* start Supplied data *
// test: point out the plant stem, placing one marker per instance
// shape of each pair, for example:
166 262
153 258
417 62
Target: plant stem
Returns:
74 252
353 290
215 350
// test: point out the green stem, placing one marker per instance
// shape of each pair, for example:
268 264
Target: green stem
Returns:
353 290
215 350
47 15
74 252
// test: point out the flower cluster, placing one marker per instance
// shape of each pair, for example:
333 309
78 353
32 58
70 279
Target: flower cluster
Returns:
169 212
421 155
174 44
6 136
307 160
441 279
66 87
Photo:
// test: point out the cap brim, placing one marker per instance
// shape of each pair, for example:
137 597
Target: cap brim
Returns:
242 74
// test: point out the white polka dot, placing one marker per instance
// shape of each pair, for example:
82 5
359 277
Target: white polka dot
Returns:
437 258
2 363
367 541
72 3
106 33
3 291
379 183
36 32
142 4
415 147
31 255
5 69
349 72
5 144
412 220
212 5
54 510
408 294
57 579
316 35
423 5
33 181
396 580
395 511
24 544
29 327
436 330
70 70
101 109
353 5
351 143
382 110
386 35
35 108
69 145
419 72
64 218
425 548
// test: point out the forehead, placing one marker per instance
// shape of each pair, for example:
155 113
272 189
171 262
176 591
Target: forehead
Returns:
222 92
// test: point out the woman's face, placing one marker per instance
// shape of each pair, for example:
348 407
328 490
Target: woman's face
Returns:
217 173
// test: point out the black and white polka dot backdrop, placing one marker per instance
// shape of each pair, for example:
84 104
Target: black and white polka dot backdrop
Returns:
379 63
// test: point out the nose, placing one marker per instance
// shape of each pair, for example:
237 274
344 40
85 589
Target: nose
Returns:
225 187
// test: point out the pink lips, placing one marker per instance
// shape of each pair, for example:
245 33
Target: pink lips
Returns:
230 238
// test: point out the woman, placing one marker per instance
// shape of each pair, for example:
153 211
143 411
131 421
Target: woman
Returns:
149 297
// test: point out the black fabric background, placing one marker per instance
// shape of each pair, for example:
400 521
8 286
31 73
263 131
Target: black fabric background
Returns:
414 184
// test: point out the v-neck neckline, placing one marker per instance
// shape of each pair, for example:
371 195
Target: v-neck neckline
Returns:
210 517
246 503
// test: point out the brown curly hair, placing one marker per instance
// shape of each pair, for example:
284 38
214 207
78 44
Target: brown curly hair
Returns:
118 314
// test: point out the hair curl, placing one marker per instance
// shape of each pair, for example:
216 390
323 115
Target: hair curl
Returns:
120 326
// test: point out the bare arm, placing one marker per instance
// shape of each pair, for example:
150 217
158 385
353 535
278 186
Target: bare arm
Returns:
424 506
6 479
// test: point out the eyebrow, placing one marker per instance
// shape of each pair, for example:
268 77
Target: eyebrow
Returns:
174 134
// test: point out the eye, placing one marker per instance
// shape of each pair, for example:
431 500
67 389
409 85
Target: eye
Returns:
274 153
* end Supplied data *
Goal of the exercise - Transcribe only the trailing portion of the entries above: the line that contains "neckline, placing one marker per instance" and each line after it.

The output -
// test: point out the v-neck neckline, placing one marker per instance
// shape of each pair, for example:
371 195
Target: v-neck neckline
Returns:
210 517
246 503
// test: point out the brown curly hair, placing one marker per instance
// shape of each pair, for example:
284 38
214 207
78 44
Target: brown curly hair
Returns:
118 314
// test: point out the hair curl, placing one marker per instance
// shape of each pair, for example:
216 390
323 115
Target: hair curl
Returns:
120 326
// test: point out the bare arm, placing one marker per instance
// shape of each pair, for example:
150 217
158 385
353 535
278 186
Target: bare arm
Returns:
424 506
6 479
// test: point out the eyebrow, placing one marker per instance
// shape of each pair, for example:
268 77
Target: eyebrow
Returns:
174 134
// test: point out the eye, placing one marker per instance
// shape of each pair, for example:
431 500
67 389
409 85
Target: eye
Returns:
274 153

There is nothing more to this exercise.